▶ **WHAT YOU ARE ASKED TO DO**
Return the lines of the material below from the line containing "Localize dense tree" through the line containing "xmin=0 ymin=0 xmax=360 ymax=173", with both of those lines included. Copy them verbatim and give nothing else.

▶ **RAW DATA**
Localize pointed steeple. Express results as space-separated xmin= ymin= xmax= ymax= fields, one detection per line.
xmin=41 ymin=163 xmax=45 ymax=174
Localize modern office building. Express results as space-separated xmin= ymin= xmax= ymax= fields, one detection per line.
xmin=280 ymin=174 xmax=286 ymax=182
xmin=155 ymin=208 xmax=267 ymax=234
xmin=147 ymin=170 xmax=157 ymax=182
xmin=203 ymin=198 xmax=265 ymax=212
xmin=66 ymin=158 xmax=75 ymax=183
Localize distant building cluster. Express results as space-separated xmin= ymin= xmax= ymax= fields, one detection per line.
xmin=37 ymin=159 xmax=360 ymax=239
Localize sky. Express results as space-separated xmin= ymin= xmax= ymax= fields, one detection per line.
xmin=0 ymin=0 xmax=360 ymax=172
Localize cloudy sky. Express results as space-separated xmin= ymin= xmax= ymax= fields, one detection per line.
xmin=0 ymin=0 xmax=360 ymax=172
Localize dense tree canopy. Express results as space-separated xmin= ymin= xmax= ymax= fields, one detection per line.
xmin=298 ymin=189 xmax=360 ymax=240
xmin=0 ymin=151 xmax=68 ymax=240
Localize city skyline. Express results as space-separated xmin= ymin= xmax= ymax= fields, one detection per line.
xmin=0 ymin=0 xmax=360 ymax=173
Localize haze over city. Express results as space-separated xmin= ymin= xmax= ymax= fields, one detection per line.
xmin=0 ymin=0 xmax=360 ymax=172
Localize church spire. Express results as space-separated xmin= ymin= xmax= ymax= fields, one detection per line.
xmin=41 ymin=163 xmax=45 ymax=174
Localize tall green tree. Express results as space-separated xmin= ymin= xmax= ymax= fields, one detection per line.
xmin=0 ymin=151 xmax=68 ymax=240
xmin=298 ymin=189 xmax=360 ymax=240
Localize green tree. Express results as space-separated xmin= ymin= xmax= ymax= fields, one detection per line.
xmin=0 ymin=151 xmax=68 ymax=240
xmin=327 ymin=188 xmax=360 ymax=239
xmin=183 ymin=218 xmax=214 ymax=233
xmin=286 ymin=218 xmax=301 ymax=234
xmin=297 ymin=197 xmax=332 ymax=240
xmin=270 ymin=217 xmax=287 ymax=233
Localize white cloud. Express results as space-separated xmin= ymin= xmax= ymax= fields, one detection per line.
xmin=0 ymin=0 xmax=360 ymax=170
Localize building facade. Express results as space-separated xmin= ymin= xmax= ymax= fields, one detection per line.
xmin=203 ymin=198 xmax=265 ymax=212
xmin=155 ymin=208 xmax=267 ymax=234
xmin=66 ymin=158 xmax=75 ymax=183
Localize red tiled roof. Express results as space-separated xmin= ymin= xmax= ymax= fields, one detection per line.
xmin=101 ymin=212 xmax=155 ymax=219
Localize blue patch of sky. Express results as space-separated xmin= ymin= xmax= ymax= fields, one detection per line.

▶ **THE ANSWER**
Localize dense tree canopy. Express results as space-separated xmin= ymin= xmax= ymax= fields, one detection per line.
xmin=298 ymin=189 xmax=360 ymax=240
xmin=0 ymin=151 xmax=68 ymax=240
Localize city skyline. Express results as space-separated xmin= ymin= xmax= ymax= fields, one detection per line.
xmin=0 ymin=0 xmax=360 ymax=173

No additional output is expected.